### [Task brief]
Put this sentence from the forum thread on handling online cheating with AI into Spanish: "I have looked into this, and unfortunately it does not look feasible."

### [Selected passage]
On handling online cheating with AI

NordicGoDojo · Post by **NordicGoDojo** » Wed Jun 10, 2020 5:56 pm

FinrodFelagund wrote:A first solution might be to simply use the AI to characterize the skill of players and the skill level of specific games.

1.) Find the average winrate change (i.e. move 1 deviates from the AI's top choice by some percentage, called the move's delta for players) in a specific rank by analyzing a high number of games.

2.) Create a histogram for all ranks, from 25k to pro level play. This might mean that the average pro level move is only -5% (an example, I have no idea), and that the average 1d move is -15%.

You can use this data to identify suspicious players. The statistics of any player could be displayed in a public way on the server, so that instead of forcing the admins to decide if a player is cheating, the decision would be up to the suspicious player's opponents. This would work even for high dan players, where it would be obvious if their average deviation put them on par with or above top pros. Matchmaking systems and challenges could also be customized, so that you can set your own limits on the suspicious-ness of your opponents.

Eventually, you could use this kind of data to replace traditional ranking systems. Instead of a 1dan being some arbitrary elo rating, you could assign the rank to an average move delta.

If the cheater was clever, and didn't always pick the best move, they would end up playing at some reasonable level. It would be more difficult to detect these cheaters, but they would also do less harm, since they wouldn't be playing above the strength of the account and so would not on average be frustrating for honest players.

The only really difficult part of this is choosing the number of playouts and the specific engine. My guess is that even a relatively modest level of playouts with any strong engine would work, because the most important thing is that you use the same engine with the same settings for everyone, like a measuring stick.

I have looked into this, and unfortunately it does not look feasible.

I have analysed a considerable number of games with KataGo looking at the size of a player's 'average mistake' – not in terms of winrate-%, but points, as KataGo is able to do. I think this method is more robust than looking at the winrate, because even a very small mistake can cause a big winrate change when the game is close.

After analysing a few players, Ke Jie's average mistake seemed to be in the range of -0.5 points per move. For my own games, I got around -0.8 points; then for Shūsaku I got around -1.2 points, at which point I started to get suspicious. Then I checked a few European 6d players, who came to around -1.5 points; and then I came upon a game by Lukas Podpera 7d and Tanguy Le Calvé, which had an average mistake of only -0.3 points per move for both players.

Investigating further, I realised that the size of the average mistake depends on the 'nature' of the game: fighting-oriented games inevitable lead to higher average mistakes and peaceful games lead to lower average mistake. This is why Ke Jie's -0.5 points per move is impressive. Even if we analysed winrate-% rather than KataGo-points, I believe we would get the same conclusion.

In order to find a way to rank players by the size of their average mistake, it seems we need a way to quantify how 'complex', or 'error-prone', a particular game is. So far I have not thought of a way to accomplish this.

Yakago · Post by **Yakago** » Thu Jun 11, 2020 2:11 am

FinrodFelagund wrote:A first solution might be to simply use the AI to characterize the skill of players and the skill level of specific games.

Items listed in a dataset
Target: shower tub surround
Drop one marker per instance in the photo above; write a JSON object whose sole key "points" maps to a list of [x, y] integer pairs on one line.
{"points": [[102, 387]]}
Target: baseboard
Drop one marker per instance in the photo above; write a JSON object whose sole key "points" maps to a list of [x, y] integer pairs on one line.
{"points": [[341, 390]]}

### [Solved exercise]
Lo he investigado y, por desgracia, no parece factible.